Your task
In the forum post below about shell calls failing under Slurm, which Slurm versions were tested on the different clusters?

Excerpt provided
2019-01-08 Thread Péter Nagy
Dear Users,

our FORTRAN based code uses shell operations via either the system()
function or calling the corresponding system subroutine. This fails with
Slurm in certain cases. For instance, input files are manipulated as
istatus=system('cp file1 file2').

When using Slurm scheduler system() returns -1 (or 255 if unsigned), and
the requested shell operation is not performed if the system() call follows
a malloc() operation allocating more than half of the memory that is
available for the Slurm job. Unfortunately, there is no error message in
the error output or the slurm output file.

Our code, via a C interface, allocates all the available memory at once via
that single malloc() operation and works with that allocated array during
the entire runtime. All system() function calls which precede malloc() are
performed correctly, and all system() function calls fail starting from
right after malloc().
If less than half of the slurm job's memory limit is allocated with
malloc() then all system() function calls are performed perfectly.

I have tried to set the memory limit either by --mem-per-cpu or by --mem. I
also tried --mem=0 together with --exclusive.

I have tried different clusters with slurm versions of 14.03.9 and 17.11.12
and several well working FORTRAN compilers and found the same error
consistently.

Performing shell operations with system() also works perfectly on the same
node with full memory without a scheduler. There is no problem either with
SGE, OAR, or condor schedulers irrespective of the allocated memory size.

Our guess is that there might be a Slurm specific setting which does not
allow to fork a shell/child process if more than half of the memory limit
is consumed by the parent job. Slurm might assume that the child process
needs the same amount of memory as the parent and cancels it due to the
slurm job's memory limit.

Unfortunately, I did not find any error message or related error reports
and got stuck here.
Could you, please, help with suggestions how could we utilize the memory up
to the slurm job memory limit?

Thank you very much in advance,
Peter

Dataset content
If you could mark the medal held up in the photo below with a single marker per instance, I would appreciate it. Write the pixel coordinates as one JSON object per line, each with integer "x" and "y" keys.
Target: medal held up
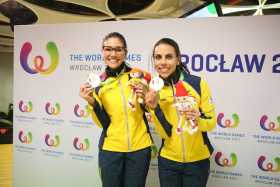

Result for this task
14.03.9 and 17.11.12